▶ [Short exercise] Switch "tuk-tuk" to "rickshaw" in the part of the material below that opens with the line containing "of the crowd" and closes with the line containing "(1218, 786)". Give only those lines again, with nothing else changed.
---------- Recorded data ----------
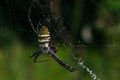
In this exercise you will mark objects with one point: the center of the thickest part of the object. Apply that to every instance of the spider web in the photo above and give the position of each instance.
(44, 12)
(68, 39)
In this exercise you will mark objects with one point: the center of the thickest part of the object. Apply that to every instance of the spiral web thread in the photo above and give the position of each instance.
(80, 63)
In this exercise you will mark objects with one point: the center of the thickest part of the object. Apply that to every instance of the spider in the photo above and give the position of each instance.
(44, 39)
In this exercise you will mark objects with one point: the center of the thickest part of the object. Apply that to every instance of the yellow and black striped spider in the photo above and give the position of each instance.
(44, 39)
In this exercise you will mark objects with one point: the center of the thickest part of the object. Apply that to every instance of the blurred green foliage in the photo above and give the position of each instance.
(101, 19)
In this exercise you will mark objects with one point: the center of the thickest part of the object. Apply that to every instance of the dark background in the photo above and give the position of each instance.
(91, 32)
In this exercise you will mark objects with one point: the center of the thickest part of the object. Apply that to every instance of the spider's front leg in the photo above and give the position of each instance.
(35, 56)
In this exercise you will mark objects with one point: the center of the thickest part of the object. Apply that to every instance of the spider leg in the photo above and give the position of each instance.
(66, 66)
(35, 55)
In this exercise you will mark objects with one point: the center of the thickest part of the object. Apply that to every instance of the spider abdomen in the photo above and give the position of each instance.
(44, 37)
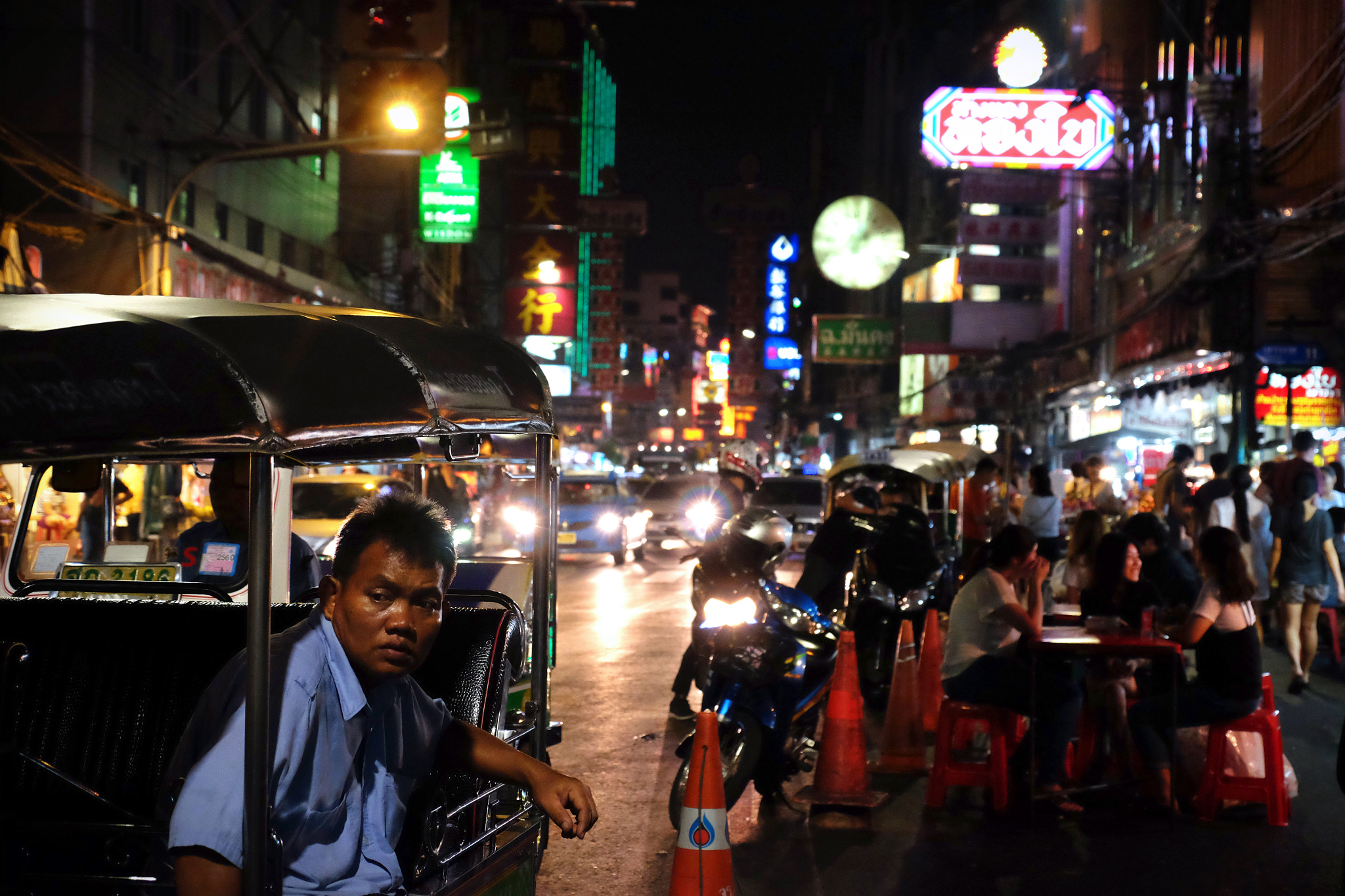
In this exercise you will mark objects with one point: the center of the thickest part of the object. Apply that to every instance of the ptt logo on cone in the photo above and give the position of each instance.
(701, 829)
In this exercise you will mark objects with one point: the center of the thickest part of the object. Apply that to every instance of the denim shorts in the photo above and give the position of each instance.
(1296, 593)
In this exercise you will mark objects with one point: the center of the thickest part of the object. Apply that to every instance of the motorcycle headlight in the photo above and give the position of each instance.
(722, 613)
(701, 515)
(914, 598)
(521, 519)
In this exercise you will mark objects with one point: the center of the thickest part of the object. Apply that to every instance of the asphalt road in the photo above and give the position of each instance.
(622, 633)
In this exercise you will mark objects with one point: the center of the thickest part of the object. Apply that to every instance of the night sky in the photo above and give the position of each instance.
(699, 85)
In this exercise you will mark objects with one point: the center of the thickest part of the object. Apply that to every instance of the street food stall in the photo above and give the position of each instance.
(106, 645)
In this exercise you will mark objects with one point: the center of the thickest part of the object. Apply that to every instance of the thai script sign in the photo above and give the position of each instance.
(1317, 396)
(1003, 128)
(853, 339)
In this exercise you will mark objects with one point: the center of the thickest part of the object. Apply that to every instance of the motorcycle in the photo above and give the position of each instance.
(761, 645)
(896, 578)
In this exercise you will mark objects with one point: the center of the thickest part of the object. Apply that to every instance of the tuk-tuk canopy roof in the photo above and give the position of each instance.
(933, 463)
(142, 377)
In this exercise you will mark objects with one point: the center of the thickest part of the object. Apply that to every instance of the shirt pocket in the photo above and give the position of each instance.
(397, 793)
(326, 845)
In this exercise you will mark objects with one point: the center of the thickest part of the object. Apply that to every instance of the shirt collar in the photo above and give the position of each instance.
(347, 685)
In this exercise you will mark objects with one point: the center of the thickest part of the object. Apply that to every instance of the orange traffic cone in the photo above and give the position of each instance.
(843, 777)
(929, 672)
(903, 735)
(703, 864)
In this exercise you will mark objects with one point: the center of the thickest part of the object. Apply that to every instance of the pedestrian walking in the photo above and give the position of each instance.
(1222, 628)
(1248, 516)
(1042, 509)
(1083, 551)
(1302, 555)
(1172, 496)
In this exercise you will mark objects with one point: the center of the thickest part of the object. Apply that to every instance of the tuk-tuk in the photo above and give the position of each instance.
(121, 406)
(912, 565)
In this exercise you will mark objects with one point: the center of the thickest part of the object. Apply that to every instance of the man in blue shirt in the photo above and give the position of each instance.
(217, 550)
(354, 731)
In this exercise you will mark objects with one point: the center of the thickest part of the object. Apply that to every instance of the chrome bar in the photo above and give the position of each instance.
(544, 562)
(257, 719)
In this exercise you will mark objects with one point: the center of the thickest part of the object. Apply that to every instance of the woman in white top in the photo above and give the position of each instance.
(1248, 516)
(1228, 670)
(1042, 513)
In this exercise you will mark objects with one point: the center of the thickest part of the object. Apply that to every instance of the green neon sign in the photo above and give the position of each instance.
(450, 195)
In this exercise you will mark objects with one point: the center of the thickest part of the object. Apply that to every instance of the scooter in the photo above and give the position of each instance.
(762, 645)
(896, 578)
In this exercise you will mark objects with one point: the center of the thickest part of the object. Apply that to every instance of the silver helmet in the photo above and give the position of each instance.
(766, 527)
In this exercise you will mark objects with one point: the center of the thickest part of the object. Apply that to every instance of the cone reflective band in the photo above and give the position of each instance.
(703, 864)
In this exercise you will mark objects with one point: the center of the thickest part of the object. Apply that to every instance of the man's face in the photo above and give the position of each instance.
(386, 613)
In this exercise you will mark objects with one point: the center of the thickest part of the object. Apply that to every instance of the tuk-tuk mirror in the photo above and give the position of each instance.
(77, 476)
(462, 446)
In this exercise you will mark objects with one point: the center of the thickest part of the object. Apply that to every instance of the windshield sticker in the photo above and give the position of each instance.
(218, 558)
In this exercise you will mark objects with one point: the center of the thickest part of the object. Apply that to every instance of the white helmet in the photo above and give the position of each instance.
(740, 457)
(766, 527)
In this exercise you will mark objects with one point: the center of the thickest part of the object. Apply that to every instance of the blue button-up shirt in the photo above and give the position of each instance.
(343, 773)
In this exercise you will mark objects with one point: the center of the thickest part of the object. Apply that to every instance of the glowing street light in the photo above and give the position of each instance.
(403, 117)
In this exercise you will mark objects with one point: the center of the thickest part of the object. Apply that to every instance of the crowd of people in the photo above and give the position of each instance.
(1214, 568)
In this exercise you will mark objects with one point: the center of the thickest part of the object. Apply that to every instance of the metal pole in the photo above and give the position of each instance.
(257, 719)
(544, 563)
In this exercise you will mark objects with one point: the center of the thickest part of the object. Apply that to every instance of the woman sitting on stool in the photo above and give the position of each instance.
(1223, 629)
(979, 666)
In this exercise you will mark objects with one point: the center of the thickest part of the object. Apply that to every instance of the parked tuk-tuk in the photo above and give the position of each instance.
(114, 414)
(912, 565)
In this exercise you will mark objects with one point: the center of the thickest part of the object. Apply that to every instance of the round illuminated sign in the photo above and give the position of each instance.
(1020, 58)
(858, 242)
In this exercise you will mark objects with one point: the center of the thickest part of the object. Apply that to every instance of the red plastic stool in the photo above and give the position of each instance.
(956, 719)
(1218, 786)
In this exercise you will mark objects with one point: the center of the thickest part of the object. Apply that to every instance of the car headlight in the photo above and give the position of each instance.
(703, 515)
(521, 519)
(721, 613)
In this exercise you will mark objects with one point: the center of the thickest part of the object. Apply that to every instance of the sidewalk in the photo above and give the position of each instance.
(965, 849)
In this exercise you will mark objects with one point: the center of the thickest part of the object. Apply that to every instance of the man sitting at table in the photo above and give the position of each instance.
(353, 730)
(981, 664)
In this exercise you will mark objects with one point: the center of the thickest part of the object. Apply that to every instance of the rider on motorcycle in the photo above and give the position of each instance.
(739, 477)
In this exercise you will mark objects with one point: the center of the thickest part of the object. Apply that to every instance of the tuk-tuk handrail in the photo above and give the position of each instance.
(121, 586)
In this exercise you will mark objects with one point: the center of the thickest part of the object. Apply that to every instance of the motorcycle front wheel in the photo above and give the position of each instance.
(740, 747)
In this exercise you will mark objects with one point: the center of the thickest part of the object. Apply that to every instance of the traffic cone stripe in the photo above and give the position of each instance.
(703, 829)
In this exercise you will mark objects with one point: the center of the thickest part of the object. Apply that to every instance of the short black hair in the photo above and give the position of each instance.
(408, 523)
(1304, 441)
(1012, 543)
(1219, 463)
(1146, 527)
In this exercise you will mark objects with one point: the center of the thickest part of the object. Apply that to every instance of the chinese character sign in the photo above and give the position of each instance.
(450, 187)
(1002, 128)
(541, 310)
(776, 299)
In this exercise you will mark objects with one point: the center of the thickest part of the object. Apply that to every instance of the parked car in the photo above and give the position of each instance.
(797, 498)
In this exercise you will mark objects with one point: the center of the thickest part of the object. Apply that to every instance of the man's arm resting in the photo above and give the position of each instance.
(204, 872)
(472, 750)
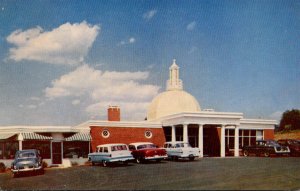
----------
▶ [Result]
In this exercise you will mark objects with one point: the center of the thickest part of the object. Apply that to every instance of the crowd of people in the photo above and give the position of each instance.
(1214, 568)
In this exercise you will mark objects with one point: the center of the thickest part of the object. Apply that to every instance of the metal pole in the photo above and give the position of each instance.
(257, 719)
(544, 563)
In this exercise you will mark objects with one point: the center of the thickest part of the object. Apply that to every instance of the woman sitting on stool in the photo above and give the position of each instance.
(1223, 629)
(979, 666)
In this exercise you will mark objects with one point: the center of the thickest part of the object. Apply that to every instance of the parked rickshaw in the photo above and give the position of each instance.
(114, 414)
(912, 565)
In this exercise you will mark objects with one point: the center of the thickest part of the object. Apply that to every instance of the round illuminated sign in the photo above and give the position of each instance.
(1020, 58)
(858, 242)
In this exercise you will mark objects with one point: the center of the thickest part of the object. Apply that to every instance of the red plastic stool in the photo above and give the position of each instance.
(956, 719)
(1218, 786)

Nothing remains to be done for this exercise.